_WHAT TO DO_:
Please retype everything from "Suppose I have" down to "first that occurs)." in the forum post on repeating a character, keeping every character unchanged.

— start of PAGE EXCERPT —

1

Suppose I have a char in the variable c and a positive int in the variable n. I want to build the str containing c occurring n times. How can I do it?

I tried building it as a String, and maybe I just got dizzy trying to read the documentation on strings, but I couldn't see how to convert it to a str. But then if I'm trying to just build it as a str directly then I couldn't see how to do that either.

For context, here is the full function I'm trying to implement. It takes a string and finds the longest sequence of consecutive characters (and breaks ties by taking the first that occurs).

pub fn longest_sequence(s: &str) -> Option<&str> {
    if s.len() == 0 { return None; }
    let mut current_c = s.as_bytes()[0] as char;
    let mut greatest_c = s.as_bytes()[0] as char;
    let mut current_num = 0;
    let mut greatest_num = 0;
    for ch in s.chars() {
        if current_c == ch {
            current_num += 1;
            if current_num > greatest_num {
                greatest_num = current_num;
                greatest_c = current_c;
            }
        } else {
            current_num = 1;
            current_c = ch;
        }
    }
    // Now build the output str ...

— end of PAGE EXCERPT —
— start of ENTRIES SUPPLIED —

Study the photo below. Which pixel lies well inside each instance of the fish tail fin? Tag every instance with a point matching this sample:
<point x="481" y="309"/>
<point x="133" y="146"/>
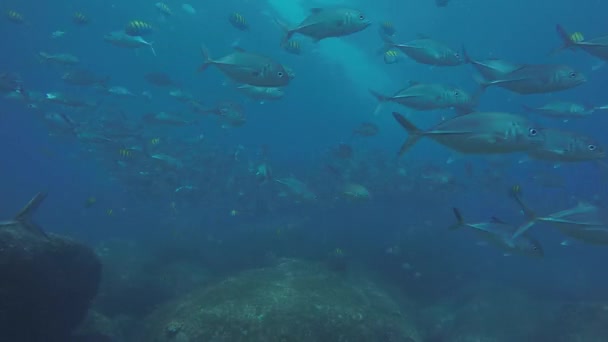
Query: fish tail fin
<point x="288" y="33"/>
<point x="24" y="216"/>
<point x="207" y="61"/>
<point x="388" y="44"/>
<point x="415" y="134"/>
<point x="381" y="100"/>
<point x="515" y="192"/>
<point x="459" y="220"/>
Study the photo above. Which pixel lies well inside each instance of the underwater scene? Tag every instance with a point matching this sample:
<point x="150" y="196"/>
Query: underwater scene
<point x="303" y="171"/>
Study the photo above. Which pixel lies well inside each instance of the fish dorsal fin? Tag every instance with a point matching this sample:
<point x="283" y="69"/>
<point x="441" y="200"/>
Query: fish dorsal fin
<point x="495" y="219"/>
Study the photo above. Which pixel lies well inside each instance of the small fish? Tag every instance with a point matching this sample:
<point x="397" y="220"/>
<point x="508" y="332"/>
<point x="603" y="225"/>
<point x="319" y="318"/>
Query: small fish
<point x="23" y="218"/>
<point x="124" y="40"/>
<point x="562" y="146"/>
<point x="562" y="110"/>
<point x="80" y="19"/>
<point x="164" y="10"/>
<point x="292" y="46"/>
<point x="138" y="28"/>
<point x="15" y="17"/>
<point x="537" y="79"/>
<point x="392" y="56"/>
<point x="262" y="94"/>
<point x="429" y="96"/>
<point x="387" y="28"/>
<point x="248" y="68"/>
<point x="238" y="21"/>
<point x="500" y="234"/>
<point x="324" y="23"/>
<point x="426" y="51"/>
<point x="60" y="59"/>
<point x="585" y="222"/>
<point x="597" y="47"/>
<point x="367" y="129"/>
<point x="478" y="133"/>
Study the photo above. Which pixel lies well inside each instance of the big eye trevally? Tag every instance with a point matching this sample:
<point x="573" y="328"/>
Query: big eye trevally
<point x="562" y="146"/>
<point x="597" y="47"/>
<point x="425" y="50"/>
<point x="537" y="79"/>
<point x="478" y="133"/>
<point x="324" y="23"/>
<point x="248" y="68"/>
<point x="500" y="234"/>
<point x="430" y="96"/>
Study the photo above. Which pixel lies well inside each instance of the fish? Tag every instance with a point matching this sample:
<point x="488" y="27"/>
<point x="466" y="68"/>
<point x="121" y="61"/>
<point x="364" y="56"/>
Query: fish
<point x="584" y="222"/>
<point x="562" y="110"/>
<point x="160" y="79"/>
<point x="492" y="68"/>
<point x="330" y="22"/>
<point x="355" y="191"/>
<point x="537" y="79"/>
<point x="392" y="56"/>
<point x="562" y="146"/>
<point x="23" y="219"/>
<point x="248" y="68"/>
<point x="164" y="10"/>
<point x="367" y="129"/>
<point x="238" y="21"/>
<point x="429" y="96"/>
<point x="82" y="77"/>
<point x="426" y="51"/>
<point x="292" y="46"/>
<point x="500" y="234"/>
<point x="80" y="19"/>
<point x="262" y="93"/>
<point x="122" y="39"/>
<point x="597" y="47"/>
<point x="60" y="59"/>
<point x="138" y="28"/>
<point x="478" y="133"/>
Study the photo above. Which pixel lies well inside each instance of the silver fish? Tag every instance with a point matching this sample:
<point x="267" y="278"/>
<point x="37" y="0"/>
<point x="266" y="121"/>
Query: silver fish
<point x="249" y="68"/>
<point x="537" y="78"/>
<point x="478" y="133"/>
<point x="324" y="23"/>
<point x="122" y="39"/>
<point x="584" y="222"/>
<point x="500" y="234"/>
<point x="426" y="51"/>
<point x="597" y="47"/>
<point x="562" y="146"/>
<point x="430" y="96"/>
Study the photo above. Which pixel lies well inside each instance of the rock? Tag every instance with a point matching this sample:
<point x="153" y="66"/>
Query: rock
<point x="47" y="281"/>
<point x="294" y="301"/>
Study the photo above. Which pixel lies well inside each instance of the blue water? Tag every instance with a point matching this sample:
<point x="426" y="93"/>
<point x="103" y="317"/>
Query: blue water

— end of ENTRIES SUPPLIED —

_EXERCISE SOLUTION_:
Suppose I have a char in the variable c and a positive int in the variable n. I want to build the str containing c occurring n times. How can I do it?

I tried building it as a String, and maybe I just got dizzy trying to read the documentation on strings, but I couldn't see how to convert it to a str. But then if I'm trying to just build it as a str directly then I couldn't see how to do that either.

For context, here is the full function I'm trying to implement. It takes a string and finds the longest sequence of consecutive characters (and breaks ties by taking the first that occurs).